[PROVIDED ENTRIES start]

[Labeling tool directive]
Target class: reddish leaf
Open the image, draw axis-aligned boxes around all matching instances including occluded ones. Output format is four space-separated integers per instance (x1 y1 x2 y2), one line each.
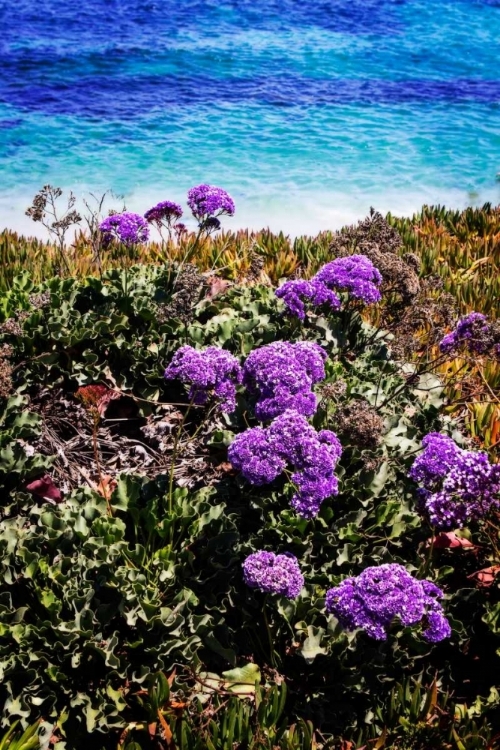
26 474 62 504
427 531 474 549
97 390 121 417
468 565 500 588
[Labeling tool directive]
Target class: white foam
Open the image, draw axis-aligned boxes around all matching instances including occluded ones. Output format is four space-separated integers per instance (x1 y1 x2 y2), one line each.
0 186 500 239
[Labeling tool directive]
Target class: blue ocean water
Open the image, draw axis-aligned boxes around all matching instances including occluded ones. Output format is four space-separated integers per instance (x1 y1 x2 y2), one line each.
0 0 500 234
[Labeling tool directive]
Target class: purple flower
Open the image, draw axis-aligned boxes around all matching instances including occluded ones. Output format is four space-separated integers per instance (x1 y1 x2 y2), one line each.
188 185 235 224
425 451 500 529
326 563 451 643
144 201 182 227
243 341 327 422
439 313 492 354
276 279 340 320
228 427 286 486
99 212 149 245
409 432 461 490
165 346 242 412
228 410 342 518
410 432 500 529
313 255 382 305
243 551 304 599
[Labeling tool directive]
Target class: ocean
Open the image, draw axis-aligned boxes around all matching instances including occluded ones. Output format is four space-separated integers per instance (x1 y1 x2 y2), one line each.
0 0 500 235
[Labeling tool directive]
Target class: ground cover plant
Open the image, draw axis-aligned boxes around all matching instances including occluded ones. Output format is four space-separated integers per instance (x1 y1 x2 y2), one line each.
0 191 500 750
0 194 500 451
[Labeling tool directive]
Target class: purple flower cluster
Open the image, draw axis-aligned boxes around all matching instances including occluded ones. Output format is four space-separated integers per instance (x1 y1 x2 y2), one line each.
188 185 235 224
99 212 149 245
144 201 182 227
165 346 242 412
439 313 491 354
243 341 327 422
276 255 382 320
228 410 342 518
243 551 304 599
314 255 382 305
409 432 462 490
276 279 340 320
326 563 451 643
410 433 500 529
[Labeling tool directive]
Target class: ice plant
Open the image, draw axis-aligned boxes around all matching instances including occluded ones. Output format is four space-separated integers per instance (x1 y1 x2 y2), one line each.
243 341 327 422
165 346 242 412
228 410 342 518
187 185 235 228
99 212 149 246
243 551 304 599
410 433 500 529
326 563 451 643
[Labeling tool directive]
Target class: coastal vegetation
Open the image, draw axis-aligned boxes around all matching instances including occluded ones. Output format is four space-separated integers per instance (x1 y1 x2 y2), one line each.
0 185 500 750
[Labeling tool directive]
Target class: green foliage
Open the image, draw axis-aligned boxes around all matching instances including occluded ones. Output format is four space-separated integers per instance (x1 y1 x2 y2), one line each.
0 721 41 750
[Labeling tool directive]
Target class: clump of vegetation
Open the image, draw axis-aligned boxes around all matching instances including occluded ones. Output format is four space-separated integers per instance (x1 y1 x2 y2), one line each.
0 191 500 750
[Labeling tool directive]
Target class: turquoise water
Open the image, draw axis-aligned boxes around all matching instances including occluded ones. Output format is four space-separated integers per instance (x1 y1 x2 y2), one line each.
0 0 500 234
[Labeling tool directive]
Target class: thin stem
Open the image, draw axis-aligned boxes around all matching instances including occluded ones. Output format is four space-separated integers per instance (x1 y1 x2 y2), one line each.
262 594 276 668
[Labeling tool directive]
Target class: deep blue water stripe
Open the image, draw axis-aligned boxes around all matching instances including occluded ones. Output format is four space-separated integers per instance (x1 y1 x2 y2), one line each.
0 75 500 120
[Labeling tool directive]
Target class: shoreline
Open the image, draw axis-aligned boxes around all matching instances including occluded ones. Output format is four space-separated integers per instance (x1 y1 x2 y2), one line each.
0 183 500 241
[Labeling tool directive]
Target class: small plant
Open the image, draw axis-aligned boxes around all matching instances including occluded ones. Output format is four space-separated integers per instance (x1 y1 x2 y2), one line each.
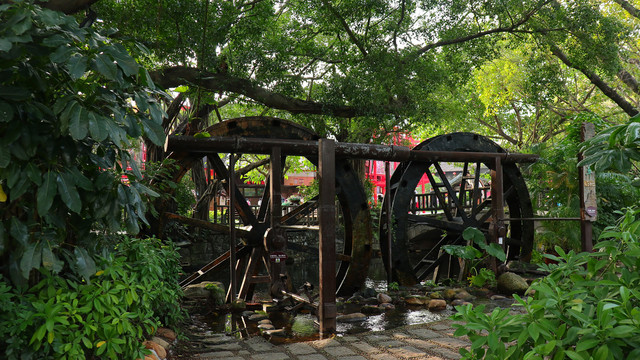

[PROVIDED ENTRIES end]

Count the lines in the rows above that contain the string "vegetation", treating case as significant. Give only the number.

RESULT — 2